AIM OF THE EXERCISE: Copy every line of the material below word for word, with nothing changed or left out.

PROVIDED MATERIAL:
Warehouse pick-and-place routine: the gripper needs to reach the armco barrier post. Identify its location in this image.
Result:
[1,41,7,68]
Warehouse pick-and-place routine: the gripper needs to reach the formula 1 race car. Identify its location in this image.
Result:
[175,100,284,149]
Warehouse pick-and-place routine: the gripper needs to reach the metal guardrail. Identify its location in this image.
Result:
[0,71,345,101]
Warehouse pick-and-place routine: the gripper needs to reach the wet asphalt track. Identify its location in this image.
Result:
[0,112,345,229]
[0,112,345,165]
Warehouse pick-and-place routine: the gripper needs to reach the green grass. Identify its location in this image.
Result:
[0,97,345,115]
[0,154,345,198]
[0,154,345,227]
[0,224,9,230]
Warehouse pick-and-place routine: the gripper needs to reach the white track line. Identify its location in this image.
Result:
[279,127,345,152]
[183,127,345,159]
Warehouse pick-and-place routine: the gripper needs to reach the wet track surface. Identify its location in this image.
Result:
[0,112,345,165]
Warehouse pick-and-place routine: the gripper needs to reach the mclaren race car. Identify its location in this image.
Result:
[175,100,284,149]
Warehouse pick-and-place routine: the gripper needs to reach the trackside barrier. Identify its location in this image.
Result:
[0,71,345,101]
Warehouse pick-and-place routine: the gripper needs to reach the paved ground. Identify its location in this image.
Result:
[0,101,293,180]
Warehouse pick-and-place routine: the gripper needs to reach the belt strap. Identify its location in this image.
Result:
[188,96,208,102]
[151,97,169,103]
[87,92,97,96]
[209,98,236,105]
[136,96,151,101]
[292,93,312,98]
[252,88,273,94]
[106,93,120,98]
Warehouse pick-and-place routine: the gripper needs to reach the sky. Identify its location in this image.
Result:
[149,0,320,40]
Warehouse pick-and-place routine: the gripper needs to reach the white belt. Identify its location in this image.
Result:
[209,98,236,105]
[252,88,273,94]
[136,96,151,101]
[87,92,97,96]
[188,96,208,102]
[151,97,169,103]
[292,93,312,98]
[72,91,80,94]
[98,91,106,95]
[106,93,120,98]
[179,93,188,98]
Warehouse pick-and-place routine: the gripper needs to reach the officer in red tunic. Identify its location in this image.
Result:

TASK SOLUTION:
Warehouse pick-and-place routine: the gripper needs to reach the armco barrier post. Identify its location in this image.
Result:
[1,41,7,68]
Warehouse pick-and-place routine: the gripper needs to reach the formula 1 race car. Identify its location in this image.
Result:
[175,100,284,149]
Warehouse pick-and-place routine: the gripper needs to reach the metal guardrail. Identify its location in this image.
Result:
[0,71,345,101]
Warehouse pick-and-place routine: the gripper needs to reach the wet asphalt track. Identify its location in this image.
Result:
[0,112,345,229]
[0,112,345,165]
Warehouse pick-and-place routine: the gripper needs to reach the green grass. Identify its location in this image.
Result:
[0,97,345,115]
[0,154,345,198]
[0,154,345,227]
[0,224,9,230]
Warehouse pick-and-place routine: the gripper needs to reach the white track line. Identify its location in this image.
Result:
[279,127,345,152]
[183,127,345,159]
Warehouse pick-and-place routine: the gripper needs to reach the wet track surface. Identify its location in this image.
Result:
[0,112,345,165]
Warehouse pick-and-place routine: the gripper needs to reach the mclaren race car. Identify its location in this image.
Result:
[175,100,284,149]
Warehouse pick-and-place routine: the gripper needs to reach the trackside barrier. Identify its location in this image.
Result:
[0,71,345,101]
Warehouse pick-and-place routine: the gripper needs to reach the paved ground. Identify its location in this image.
Result:
[0,101,293,180]
Warehouse pick-and-place routine: the gripper needs to reach the belt strap. Identify its location in this image.
Result:
[188,96,208,102]
[151,97,169,103]
[87,92,97,96]
[209,98,236,105]
[136,96,151,101]
[292,93,312,98]
[252,88,273,94]
[106,93,120,98]
Warehouse pick-and-place routine: the gripper needs to reach the sky. Identify its location in this image.
Result:
[149,0,320,40]
Warehouse pick-and-place routine: the gripper needs to reach the white belt. Identify its location in this image.
Result:
[209,98,236,105]
[252,88,273,94]
[136,96,151,101]
[87,92,97,96]
[188,96,208,102]
[151,97,169,103]
[292,93,312,98]
[72,91,80,94]
[98,91,106,95]
[106,93,120,98]
[179,93,188,98]
Warehouse pick-and-place routine: the gripper needs to reach the officer in red tunic. Identify its location in this image.
Result:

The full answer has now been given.